= Rafael Mendoza Blanco =

Mexican weapons designer, engineer and inventor

Rafael Mendoza Blanco (Chihuahua, October 24, 1885 – Mexico City, 1966) was a Mexican weapons designer, engineer and inventor. Founder of the arms company Productos Mendoza, he also created the Mendoza rifle, including the Mendoza RM2, the C-1934 and machine guns used by the United States, along with a clothes washing machine, a corn sheller and a fountain pen. He participated in the Mexican Revolution as one of Pancho Villa's gilds.

== Early life ==
Rafael Mendoza Blanco was born in Santo Tomas, Chihuahua on October 24, 1885. From a very young age he showed a concern for devising tools, utensils and various objects.

(Record set):
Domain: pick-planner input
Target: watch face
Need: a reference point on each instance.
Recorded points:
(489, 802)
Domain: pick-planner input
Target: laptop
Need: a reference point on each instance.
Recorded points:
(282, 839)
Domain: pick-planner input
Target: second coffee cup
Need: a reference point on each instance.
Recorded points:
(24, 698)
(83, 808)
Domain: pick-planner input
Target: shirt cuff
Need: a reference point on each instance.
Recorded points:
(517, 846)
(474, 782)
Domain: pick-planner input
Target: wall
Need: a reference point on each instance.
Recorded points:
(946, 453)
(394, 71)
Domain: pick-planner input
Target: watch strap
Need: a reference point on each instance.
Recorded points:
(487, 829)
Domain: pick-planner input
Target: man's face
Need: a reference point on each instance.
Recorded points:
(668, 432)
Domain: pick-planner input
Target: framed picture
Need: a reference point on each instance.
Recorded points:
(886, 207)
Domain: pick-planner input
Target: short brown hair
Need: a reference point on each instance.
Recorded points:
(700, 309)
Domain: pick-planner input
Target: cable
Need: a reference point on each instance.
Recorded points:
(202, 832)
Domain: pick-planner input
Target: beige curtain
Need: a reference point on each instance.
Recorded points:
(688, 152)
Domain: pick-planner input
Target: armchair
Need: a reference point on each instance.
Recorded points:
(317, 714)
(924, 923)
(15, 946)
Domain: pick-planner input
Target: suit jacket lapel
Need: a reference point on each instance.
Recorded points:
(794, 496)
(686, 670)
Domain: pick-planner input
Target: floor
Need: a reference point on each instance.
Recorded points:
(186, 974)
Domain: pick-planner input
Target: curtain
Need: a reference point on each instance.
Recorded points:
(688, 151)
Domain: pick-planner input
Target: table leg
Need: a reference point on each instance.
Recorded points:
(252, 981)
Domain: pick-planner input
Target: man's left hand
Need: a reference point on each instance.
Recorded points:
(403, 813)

(Aim 1):
Decide whether each statement agrees with the biography, answering yes or no and quoting the deciding words: (a) He was born in Santo Tomas, Chihuahua. (b) He died in Chihuahua. (c) He founded the arms company Productos Mendoza.
(Aim 2):
How many lines of the listing contain the string "curtain"? Reply with the number alone.

(Worked answer 1):
(a) Yes: "was born in Santo Tomas, Chihuahua on October 24, 1885"
(b) No: "Mexico City, 1966"
(c) Yes: "Founder of the arms company Productos Mendoza"

(Worked answer 2):
2